Copy verbatim every line of the material below, from the line holding "Where can the light" through the end of the material, with both ends included. Leave the pictures out.

__Provided entries__
⟨

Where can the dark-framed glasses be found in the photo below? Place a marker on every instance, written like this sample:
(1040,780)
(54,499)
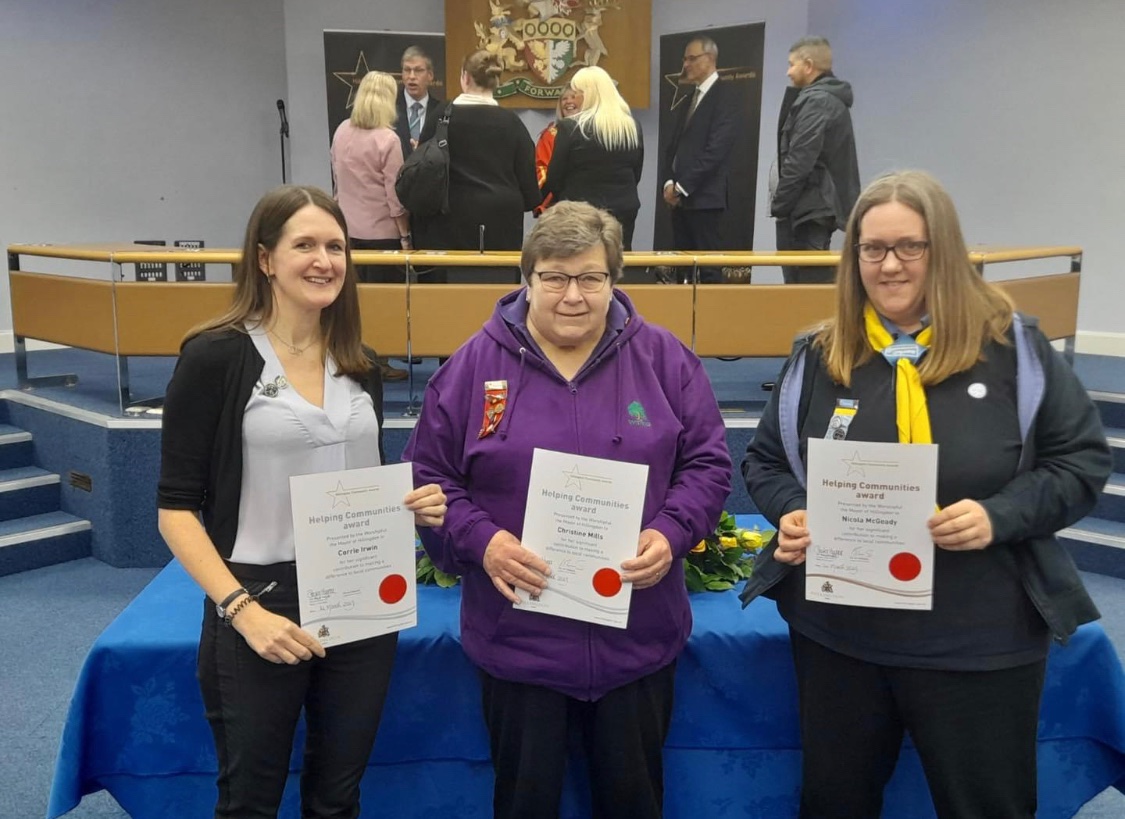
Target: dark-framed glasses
(554,281)
(907,250)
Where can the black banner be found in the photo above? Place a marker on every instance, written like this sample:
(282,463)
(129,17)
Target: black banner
(348,55)
(740,56)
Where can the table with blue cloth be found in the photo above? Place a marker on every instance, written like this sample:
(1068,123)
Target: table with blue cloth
(136,723)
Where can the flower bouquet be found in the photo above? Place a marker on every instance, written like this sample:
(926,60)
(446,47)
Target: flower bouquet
(725,557)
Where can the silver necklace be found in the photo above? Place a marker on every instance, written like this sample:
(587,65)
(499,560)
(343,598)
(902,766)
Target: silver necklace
(294,350)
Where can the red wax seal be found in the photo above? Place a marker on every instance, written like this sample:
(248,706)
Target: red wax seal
(606,582)
(393,588)
(905,566)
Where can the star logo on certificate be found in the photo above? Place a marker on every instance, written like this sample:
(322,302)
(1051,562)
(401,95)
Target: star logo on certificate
(575,477)
(341,494)
(857,466)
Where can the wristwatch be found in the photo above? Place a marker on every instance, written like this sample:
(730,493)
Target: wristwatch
(221,609)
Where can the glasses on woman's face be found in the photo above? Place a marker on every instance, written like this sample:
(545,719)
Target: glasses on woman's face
(559,282)
(907,250)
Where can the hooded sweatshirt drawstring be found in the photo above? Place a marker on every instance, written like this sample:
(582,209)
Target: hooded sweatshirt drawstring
(513,394)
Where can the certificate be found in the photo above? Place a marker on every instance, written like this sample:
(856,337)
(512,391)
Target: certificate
(867,506)
(354,542)
(583,518)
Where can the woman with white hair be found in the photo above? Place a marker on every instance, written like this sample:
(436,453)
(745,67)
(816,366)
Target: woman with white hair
(599,152)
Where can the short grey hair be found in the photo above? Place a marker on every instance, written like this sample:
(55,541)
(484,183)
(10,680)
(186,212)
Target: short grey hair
(815,48)
(569,228)
(707,45)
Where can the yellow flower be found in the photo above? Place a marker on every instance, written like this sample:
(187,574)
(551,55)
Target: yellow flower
(752,538)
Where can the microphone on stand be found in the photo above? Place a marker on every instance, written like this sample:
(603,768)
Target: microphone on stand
(285,119)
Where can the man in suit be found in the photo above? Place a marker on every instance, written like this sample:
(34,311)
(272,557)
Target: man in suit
(818,173)
(694,164)
(416,106)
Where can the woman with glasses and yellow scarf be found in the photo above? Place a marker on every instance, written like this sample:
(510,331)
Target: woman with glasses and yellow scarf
(923,350)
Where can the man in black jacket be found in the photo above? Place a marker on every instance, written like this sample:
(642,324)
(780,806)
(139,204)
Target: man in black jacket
(818,173)
(416,106)
(694,164)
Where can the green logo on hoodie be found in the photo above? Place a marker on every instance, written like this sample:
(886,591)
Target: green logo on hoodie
(637,416)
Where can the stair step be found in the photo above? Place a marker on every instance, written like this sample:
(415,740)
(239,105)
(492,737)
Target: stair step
(1097,545)
(42,540)
(15,447)
(1116,438)
(1112,406)
(1112,502)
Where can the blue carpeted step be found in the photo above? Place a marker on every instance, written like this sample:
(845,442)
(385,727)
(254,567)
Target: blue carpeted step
(1112,502)
(36,541)
(1112,406)
(1097,545)
(1116,438)
(15,447)
(27,491)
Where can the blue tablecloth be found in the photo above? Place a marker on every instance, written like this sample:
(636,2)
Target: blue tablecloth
(136,725)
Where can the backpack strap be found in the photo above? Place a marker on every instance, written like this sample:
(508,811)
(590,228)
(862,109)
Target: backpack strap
(789,403)
(1031,381)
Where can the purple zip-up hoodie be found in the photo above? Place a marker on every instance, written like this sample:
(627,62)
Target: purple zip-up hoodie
(641,397)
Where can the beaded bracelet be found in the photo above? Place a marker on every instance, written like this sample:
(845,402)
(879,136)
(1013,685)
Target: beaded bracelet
(239,606)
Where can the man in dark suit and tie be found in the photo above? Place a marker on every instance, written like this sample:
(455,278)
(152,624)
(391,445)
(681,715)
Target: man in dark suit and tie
(415,104)
(694,164)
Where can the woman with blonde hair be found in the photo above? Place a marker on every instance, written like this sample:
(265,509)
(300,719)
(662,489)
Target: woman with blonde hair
(366,158)
(599,152)
(923,350)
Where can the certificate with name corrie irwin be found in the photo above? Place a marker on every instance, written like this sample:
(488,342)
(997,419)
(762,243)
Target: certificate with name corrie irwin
(867,506)
(583,518)
(354,542)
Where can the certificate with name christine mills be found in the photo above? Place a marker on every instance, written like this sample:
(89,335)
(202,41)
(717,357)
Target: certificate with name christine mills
(354,543)
(583,518)
(867,510)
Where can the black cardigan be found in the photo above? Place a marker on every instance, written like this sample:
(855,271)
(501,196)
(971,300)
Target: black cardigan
(200,449)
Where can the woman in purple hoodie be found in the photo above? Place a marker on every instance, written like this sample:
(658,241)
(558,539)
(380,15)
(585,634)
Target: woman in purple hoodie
(566,363)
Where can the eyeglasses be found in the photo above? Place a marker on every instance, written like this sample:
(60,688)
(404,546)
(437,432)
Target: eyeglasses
(907,250)
(559,282)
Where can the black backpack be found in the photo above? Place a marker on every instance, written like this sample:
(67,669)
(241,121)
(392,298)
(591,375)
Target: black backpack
(423,180)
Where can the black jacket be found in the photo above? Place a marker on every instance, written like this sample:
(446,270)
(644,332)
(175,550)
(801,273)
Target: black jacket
(433,113)
(200,468)
(818,173)
(698,154)
(1063,465)
(492,180)
(583,169)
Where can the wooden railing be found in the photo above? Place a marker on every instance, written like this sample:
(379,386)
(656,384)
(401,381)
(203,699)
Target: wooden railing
(111,315)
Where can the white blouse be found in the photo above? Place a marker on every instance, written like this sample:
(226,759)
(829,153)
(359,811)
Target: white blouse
(282,434)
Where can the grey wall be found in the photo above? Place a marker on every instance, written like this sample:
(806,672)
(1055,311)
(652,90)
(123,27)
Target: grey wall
(154,118)
(136,119)
(1014,105)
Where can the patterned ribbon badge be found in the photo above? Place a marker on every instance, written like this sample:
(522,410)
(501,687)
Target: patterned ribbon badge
(842,419)
(495,403)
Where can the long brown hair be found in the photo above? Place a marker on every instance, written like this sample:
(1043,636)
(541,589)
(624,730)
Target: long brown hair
(965,311)
(253,298)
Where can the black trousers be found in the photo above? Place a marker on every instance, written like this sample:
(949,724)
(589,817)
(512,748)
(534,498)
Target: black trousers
(699,230)
(253,707)
(378,273)
(621,737)
(808,235)
(974,732)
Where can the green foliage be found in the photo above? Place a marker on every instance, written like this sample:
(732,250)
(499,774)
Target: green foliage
(726,557)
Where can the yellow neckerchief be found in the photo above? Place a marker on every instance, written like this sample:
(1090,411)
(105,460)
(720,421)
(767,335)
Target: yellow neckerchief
(910,411)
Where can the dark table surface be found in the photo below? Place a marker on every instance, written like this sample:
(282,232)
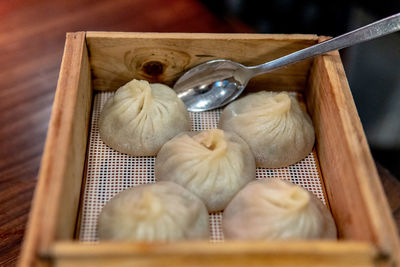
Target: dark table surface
(32,35)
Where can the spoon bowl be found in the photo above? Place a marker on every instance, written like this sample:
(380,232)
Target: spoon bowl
(212,84)
(218,82)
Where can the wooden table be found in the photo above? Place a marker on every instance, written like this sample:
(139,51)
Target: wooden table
(32,35)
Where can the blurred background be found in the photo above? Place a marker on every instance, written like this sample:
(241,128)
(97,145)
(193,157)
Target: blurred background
(32,35)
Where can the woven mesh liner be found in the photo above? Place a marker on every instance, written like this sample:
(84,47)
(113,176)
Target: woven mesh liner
(109,172)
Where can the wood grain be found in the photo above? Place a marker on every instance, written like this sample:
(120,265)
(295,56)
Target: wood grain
(32,37)
(241,253)
(58,191)
(356,196)
(117,58)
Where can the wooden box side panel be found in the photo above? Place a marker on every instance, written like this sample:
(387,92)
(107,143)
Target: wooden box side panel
(56,201)
(352,184)
(240,253)
(117,58)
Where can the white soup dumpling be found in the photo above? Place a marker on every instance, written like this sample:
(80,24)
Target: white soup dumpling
(213,164)
(274,125)
(140,117)
(274,209)
(163,211)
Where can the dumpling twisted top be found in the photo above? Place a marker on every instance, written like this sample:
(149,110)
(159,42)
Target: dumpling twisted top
(141,117)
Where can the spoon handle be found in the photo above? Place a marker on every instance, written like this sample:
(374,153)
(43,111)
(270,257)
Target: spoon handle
(368,32)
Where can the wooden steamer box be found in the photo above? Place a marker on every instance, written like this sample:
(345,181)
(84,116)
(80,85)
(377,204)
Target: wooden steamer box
(99,61)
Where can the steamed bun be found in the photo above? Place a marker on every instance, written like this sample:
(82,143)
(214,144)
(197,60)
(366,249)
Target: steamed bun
(212,164)
(141,117)
(274,209)
(277,130)
(154,212)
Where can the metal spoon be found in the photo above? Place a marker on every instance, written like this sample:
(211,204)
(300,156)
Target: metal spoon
(218,82)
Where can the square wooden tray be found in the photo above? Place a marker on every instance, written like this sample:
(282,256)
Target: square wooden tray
(105,61)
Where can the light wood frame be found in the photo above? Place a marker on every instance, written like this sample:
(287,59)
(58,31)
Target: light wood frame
(104,61)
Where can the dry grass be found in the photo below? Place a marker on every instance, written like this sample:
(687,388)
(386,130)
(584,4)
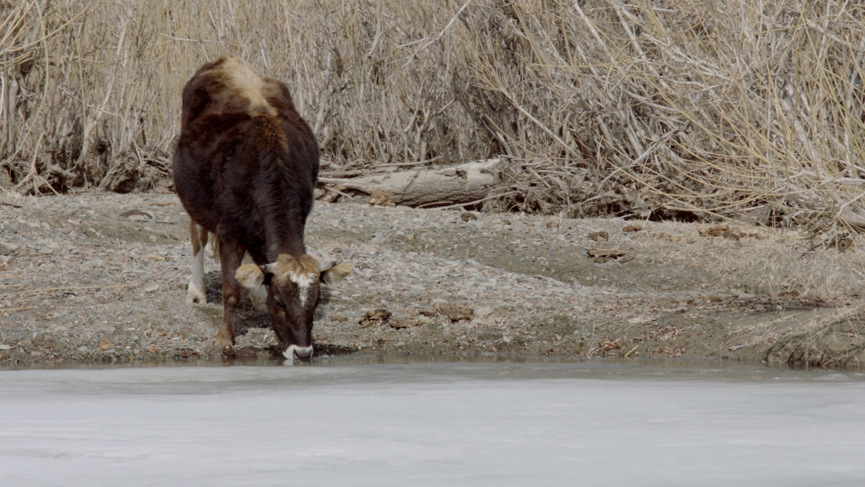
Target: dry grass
(669,108)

⟩

__Complete answer__
Where can the light wood frame be found in the photo above? Place a marker on every instance, written like this sample:
(287,59)
(58,31)
Target: light wood frame
(104,61)
Where can the dry grass be found in the photo below? Place a marker on every instance, written like this sample:
(687,388)
(386,130)
(584,4)
Target: dry grass
(669,108)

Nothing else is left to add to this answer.